▶ Daftar Tugas
1 > Kumpulkan setiap baris dalam entri yang memuat kata "cheese". Huruf besar dan kecil dibedakan.
2 > Lanjutkan cerita perjalanan ke makam Ratu Kalinyamat mulai dari kalimat terakhirnya.

▶ Kutipan Pilihan
☆ ☆ ☆ ☆
2/14/2017

Perjalanan Jepara "Makam Ratu Kalinyamat"

Kemaren pagi-pagi Yongsa telepon yang intinya mau balik ke Jogja karena ibu dan adiknya mau ke Jakarta, dan sebelum balik ia ingin menepati janji untuk mengantar aku ke makam Ratu Kalinyamat yang sudah aku pengeni sejak lama namun belum sempat terlaksana. Tanpa pikir panjang langsung aku iyakan dan bergegas bersiap-siap berangkat walaupun hidung sedikit meler tapi it's okeeh lah untuk yang satu ini. Siap-siapnya seh cepat, namun yang lama itu nunggu bapak berangkat kerja, soalnya ga mau aja di tanya-tanya terlebih bisa dipastikan pulangnya bisa duluan bapak ketimbang aku. Menunggu sampai jam setengah 9 baru deh tancap gas menuju ke  Kudus. Tumben juga bapak akhir-akhir ini berangkatnya agak siangan.

Tak seperti sebelumnya waktu perjalanan ke Jepara dimana perjalanan berasa lama, jauh, dan jalan berlubang dimana-mana tapi kali ini jalan berasa indah, ya walaupun ada sedikit trauma juga akibat jatuh sebelumnya karena 'nyasak' jalan yang berlubang. Jalan sepertinya mulus dan berasa cepat (walaupun sebenarnya jalannya masih banyak lubang), jam 10 kurang 7 menit sampai di depan RS (tempat janjian) soalnya abu mau diparkirin di RS dan nantinya perjalanan ke Mantingan Jepara akan menggunakan pink.

Aku tidak tau letak makam Ratu Kalinyamat berada di daerah mana, dan belum sempat tanya eyang google juga, namun aku pernah tanya teman kantor yang diberi arahan patung durian besar belok kiri, mentok sudah sampai. Aku kira Yongsa sudah tau tempatnya, ya pikirku Yongsa tanya lah pada ibuk atau adiknya bahkan bisa saja browsing terlebih dulu sebelum berangkat sambil menunggu perkiraan aku sampai di tempat janjian.

Dan ternyata kita berdua sama-sama ga ngerti, bahkan nama daerahnya saja juga ga pada tau. Hingga di depan sebuah masjid Yongsa meminggirkan pink. Aku yang ditanya ga tau apa-apa lalu aku saranin aja untuk browsing (berselancar pake hp nya Yongsa saja ya yang internetnya lebih cepat dibading hpku yang lemot kaya siput) sebentar sekedar mencari tau lokasinya di daerah mana. Namun tetap saja binging lha sama-sama ga tau jalan. Pokoknya perjalanan kali ini aku pasrah deh dengan Yongsa, dan daripada bingung akhirnya Yongsa bertanya kepada seorang tukang parkir yang lagi duduk di pinggir jalan.
☆ ☆ ☆ ☆
Entri koleksi:

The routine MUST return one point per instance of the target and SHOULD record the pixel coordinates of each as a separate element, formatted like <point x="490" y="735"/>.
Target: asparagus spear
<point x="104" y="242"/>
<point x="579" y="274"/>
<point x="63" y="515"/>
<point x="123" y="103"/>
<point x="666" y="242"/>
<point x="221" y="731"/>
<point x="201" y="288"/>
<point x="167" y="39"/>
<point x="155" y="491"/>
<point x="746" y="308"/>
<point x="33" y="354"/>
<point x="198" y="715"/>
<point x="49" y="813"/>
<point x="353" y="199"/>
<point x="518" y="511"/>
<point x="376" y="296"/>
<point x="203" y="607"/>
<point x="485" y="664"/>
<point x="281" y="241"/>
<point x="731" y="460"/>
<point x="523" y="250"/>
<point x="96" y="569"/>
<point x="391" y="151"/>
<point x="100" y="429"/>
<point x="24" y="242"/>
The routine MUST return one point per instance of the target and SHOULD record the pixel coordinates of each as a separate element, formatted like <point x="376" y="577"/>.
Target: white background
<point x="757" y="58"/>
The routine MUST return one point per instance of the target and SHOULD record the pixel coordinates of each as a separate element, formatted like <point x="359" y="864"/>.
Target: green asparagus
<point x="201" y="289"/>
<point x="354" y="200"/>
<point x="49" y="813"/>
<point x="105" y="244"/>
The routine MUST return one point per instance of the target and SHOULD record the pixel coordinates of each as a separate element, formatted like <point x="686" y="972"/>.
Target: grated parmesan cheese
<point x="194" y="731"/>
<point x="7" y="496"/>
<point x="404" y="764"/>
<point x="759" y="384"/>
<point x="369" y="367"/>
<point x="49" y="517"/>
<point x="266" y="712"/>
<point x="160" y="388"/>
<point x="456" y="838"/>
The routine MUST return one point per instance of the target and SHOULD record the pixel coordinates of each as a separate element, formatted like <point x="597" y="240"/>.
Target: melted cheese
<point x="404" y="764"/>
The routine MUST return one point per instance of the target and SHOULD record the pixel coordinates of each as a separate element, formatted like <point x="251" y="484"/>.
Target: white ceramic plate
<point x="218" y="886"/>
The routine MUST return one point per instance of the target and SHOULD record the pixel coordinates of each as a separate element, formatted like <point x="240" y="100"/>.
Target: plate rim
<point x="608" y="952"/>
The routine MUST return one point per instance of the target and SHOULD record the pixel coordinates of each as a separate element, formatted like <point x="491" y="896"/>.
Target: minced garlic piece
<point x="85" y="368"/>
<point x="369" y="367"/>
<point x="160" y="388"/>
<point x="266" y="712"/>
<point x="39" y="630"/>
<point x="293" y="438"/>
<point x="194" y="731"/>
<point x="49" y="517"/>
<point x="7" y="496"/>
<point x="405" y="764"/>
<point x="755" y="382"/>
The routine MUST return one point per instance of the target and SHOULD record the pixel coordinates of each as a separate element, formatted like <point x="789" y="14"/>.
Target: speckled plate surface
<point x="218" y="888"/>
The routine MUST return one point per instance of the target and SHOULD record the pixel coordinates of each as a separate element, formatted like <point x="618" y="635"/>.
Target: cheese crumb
☆ ☆ ☆ ☆
▶ Jawaban per Tugas
1 >
Target: grated parmesan cheese
Target: melted cheese
Target: cheese crumb

2 >
Aku ga tanya apa yang dikatakan bapak tadi soalnya suaranya ga begitu jelas dari tempat aku berdiri, terlebih jalan raya yang rame membuat suara perbincangan mereka sama sekali ga terdengar hanya gerak tangan saja yang ikut memperjelas, aku pikir paling Yongsa paham dengan penjelasan si bapak. Kita lanjutkan lagi perjalanan.

Desa Mantingan, Kecamstan Jepara, Kabupaten Jepara itulah letak makam Ratu Kalinyamat yang menjadi tujuan kita berdua. Dan Yongsa kembali lagi meminggirkan pink, lalu bertanya kepada satpam yang berjaga di pos. Entahlah itu pabrik atau gudang karena bangunannya besar dan rapat. Aku tak ikut Yongsa yang sedang bertanya dengan bapak satpam. Aku berdiri di dekat motor yang diparkir adak jauh dari pos satpam.

Ketika menerangkan pak satpam itu hingga keluar pos dan ketepi jalan menunjukkan arah dengan telunjuknya, hingga pak satpam itu menerangkan dengan gambar dari coretan bolpoin di telapak tangannya. Dirasa sudah mudeng Yongsa balik ke motor dengan sebelumnya mengucapkan terima kadih.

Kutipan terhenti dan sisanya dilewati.